● DOCUMENT SECTION:
- The Republican primary elections on Tuesday were widely seen as a referendum on the effects of an endorsement by Donald Trump.
- Strong positive in U.S. Senate primaries. Not so much in races for the GOP nomination for Governor.
- The Republican Party may not be the wholly-owned subsidiary of Trump, Inc. it has been for the past six years; but there is no question that a Trump endorsement for a primary candidate is likely to be a good thing.
- I might have missed it, but looking across the political landscape I could not find an example where a candidate lost because he or she had been endorsed by Trump. Those who did lose, like Madison Cawthorn in North Carolina, lost because they were nuts, bad candidates, or just generally terrible people.
- These are primaries, remember, so the jury is still out on whether a Trump endorsement will help, or hurt, come November when Democrats and independents get to, literally, vote.
- Democrats, who are fully in the grip of the First-Mid-Term effect wherein the party of the President traditionally loses seats – sometimes lots of seats – in the first mid-term election of an administration.
- According to fivethityeight.com, in the 19 mid-terms since World War II, the President’s party has lost House seats in 17. The average loss in the House is 28 seats; four in the U.S. Senate.
- As much as I self-malign on my predictive skills, I cannot see a way, barring some catastrophic event, that Democrats can maintain control of the House.
- The Senate is a much closer call – especially since Trump-supported candidates are doing pretty well.
- Remember the 2010 cycle. The Tea Party was all the rage and the GOP nominated candidates that suited their “Live Free or Die” philosophy, but didn’t appeal to the electorate as a whole.
- In Joe Biden’s Delaware, Christine O’Donnell won the GOP primary for Senate only to have the oppo research dig up an item about O’Donnell and witchcraft. She had to cut a TV spot announcing, “I am not a witch.”
- Too late. 10 points from Hufflepuff. She lost and a seat that was supposed to be a Republican lock went to the Democrats.
- The Biden Administration is doing everything it can to assure the election goes the wrong way. The notion that the baby formula crisis has been allowed to fester to the point that it is daily front page news is mis-, non-, or mal-practice.

● INFORMATION SUPPLIED:
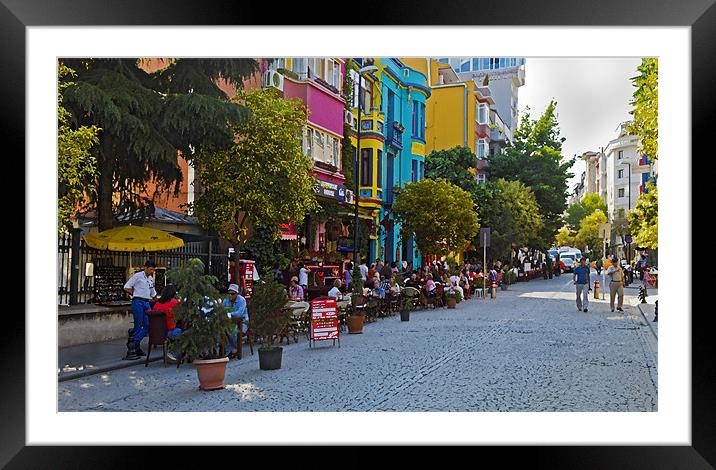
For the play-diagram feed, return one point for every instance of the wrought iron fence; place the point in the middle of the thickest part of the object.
(79, 265)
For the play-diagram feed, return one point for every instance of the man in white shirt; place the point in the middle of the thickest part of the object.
(303, 276)
(141, 288)
(363, 270)
(335, 291)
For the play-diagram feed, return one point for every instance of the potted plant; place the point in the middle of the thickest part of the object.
(453, 297)
(207, 323)
(355, 319)
(406, 307)
(268, 318)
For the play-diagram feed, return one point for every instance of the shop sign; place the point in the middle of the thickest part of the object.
(331, 190)
(324, 320)
(288, 231)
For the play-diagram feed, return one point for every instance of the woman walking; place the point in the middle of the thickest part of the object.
(616, 284)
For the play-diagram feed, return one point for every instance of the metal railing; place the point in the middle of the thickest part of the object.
(76, 263)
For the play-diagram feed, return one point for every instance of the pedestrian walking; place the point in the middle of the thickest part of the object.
(616, 284)
(141, 288)
(582, 280)
(303, 276)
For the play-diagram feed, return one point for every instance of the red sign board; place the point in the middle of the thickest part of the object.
(324, 320)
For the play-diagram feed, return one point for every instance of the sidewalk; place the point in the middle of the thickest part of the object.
(89, 359)
(647, 310)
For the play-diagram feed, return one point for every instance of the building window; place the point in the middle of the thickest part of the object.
(482, 148)
(298, 66)
(366, 96)
(379, 175)
(336, 153)
(416, 119)
(307, 141)
(483, 113)
(366, 167)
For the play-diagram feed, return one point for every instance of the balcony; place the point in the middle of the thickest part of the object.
(395, 135)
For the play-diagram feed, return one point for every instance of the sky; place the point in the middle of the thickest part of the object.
(592, 99)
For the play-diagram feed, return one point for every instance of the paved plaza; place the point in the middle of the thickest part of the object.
(527, 350)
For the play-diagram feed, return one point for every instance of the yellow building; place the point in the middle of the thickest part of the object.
(458, 112)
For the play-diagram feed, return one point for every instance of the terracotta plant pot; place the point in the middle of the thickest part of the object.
(355, 324)
(211, 373)
(270, 359)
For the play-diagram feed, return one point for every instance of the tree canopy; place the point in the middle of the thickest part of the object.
(76, 165)
(148, 117)
(440, 215)
(644, 219)
(453, 165)
(535, 159)
(588, 234)
(263, 178)
(512, 215)
(646, 107)
(577, 212)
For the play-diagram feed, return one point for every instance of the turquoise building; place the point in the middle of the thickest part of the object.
(403, 96)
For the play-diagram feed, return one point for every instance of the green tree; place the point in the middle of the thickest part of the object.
(263, 179)
(588, 234)
(512, 215)
(535, 159)
(76, 166)
(646, 107)
(453, 165)
(565, 237)
(644, 219)
(577, 212)
(440, 215)
(147, 118)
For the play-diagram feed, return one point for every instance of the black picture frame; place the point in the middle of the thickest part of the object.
(16, 15)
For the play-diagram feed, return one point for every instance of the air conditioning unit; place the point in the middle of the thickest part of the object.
(273, 79)
(349, 118)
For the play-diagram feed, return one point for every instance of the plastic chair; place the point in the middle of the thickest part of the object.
(157, 333)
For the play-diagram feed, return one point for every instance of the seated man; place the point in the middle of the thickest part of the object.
(335, 292)
(237, 305)
(295, 292)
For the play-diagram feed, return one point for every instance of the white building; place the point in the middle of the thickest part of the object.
(619, 163)
(506, 75)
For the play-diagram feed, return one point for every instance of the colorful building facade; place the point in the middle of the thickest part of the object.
(404, 101)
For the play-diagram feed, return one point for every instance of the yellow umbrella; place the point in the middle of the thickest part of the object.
(133, 238)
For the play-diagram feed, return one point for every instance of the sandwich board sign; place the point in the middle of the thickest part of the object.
(324, 321)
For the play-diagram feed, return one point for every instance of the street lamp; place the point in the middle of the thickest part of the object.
(366, 69)
(629, 205)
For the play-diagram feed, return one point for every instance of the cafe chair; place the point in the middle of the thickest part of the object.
(238, 321)
(157, 334)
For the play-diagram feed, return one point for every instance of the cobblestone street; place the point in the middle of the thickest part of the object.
(528, 350)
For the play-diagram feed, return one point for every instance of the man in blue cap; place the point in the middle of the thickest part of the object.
(237, 308)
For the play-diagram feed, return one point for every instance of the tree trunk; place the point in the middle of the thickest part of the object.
(105, 166)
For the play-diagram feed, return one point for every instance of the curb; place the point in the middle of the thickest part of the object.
(121, 364)
(638, 306)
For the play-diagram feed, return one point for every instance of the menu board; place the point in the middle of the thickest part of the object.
(324, 320)
(109, 284)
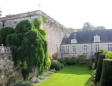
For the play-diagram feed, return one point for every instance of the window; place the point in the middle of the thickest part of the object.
(62, 49)
(96, 38)
(109, 47)
(74, 49)
(85, 49)
(67, 49)
(97, 48)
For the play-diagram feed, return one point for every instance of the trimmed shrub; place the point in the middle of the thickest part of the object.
(4, 32)
(55, 64)
(99, 67)
(55, 56)
(81, 59)
(70, 61)
(106, 77)
(62, 60)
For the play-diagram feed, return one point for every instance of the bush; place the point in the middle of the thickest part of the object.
(55, 56)
(81, 59)
(99, 67)
(62, 60)
(70, 61)
(4, 32)
(96, 59)
(56, 65)
(109, 55)
(106, 77)
(24, 83)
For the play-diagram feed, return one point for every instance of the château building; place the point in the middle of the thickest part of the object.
(86, 42)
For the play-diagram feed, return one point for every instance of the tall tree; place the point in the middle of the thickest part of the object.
(29, 47)
(0, 12)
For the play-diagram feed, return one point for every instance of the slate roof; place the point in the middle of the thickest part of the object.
(88, 36)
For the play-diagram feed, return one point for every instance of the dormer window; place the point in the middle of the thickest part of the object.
(96, 38)
(73, 41)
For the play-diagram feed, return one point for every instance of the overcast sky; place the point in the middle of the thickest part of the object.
(70, 13)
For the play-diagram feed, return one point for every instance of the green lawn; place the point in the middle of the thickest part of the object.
(69, 76)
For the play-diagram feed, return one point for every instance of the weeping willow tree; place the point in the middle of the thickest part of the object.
(29, 47)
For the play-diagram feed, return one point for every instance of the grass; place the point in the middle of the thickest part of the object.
(69, 76)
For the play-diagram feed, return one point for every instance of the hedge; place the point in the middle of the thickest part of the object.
(106, 77)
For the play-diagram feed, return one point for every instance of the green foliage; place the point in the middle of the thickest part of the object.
(29, 47)
(55, 56)
(75, 75)
(81, 59)
(62, 60)
(109, 55)
(55, 64)
(70, 61)
(4, 32)
(106, 76)
(25, 83)
(99, 66)
(96, 59)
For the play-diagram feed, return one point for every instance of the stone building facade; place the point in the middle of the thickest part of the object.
(86, 42)
(55, 31)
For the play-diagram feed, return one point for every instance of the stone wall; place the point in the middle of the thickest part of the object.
(91, 49)
(55, 31)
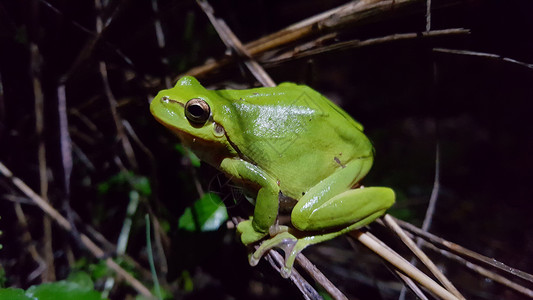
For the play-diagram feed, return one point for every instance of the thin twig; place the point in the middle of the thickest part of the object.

● LIST OF TASKS:
• A. In the commentary on the Republican primaries, what did Christine O'Donnell announce in her TV spot?
• B. Carry on the commentary on the Republican primaries from its final sentence.

● ANSWERS BY ITEM:
• A. She announced, "I am not a witch."

• B.
- When I worked for Sen. Kay Bailey Hutchison (R-TX), the comms team and I got a weekly report from the constituent folks that told us the biggest delta – the change – in issue emails.
- If an issue like cattle prices was in the top three up or down, we knew it right away, could talk to the in-state staff, and prepare to brief the Senator.
- If cattle prices were enough of an issue to cause the people of Texas to complain to their Senator, we wanted to know about it, so the Senator could apply her considerable talents to the issue.
- When cattle prices dropped in importance, we wanted her to know that, too.
- It wasn’t brain surgery. It was one Senator’s office. The White House has a lot of resources and ought to have had some mechanism to warn that the baby formula shelves at the Safeway were empty.
- In the early days of the COVID-19 pandemic, there was a nationwide toilet paper shortage. There was also a national ventilator shortage. Guess which of those affected more families?
- Getting back to Trump endorsed candidates, even Senate Republican Leader Mitch McConnell (R-KY) is worried. He risked the ire of Trump when he warned that GOP voters have to nominate electable candidates for the Fall campaign.
- There are plenty of issues that will pop to the surface between now and November 8. It is unclear to me that one of them will be Donald Trump’s endorsements.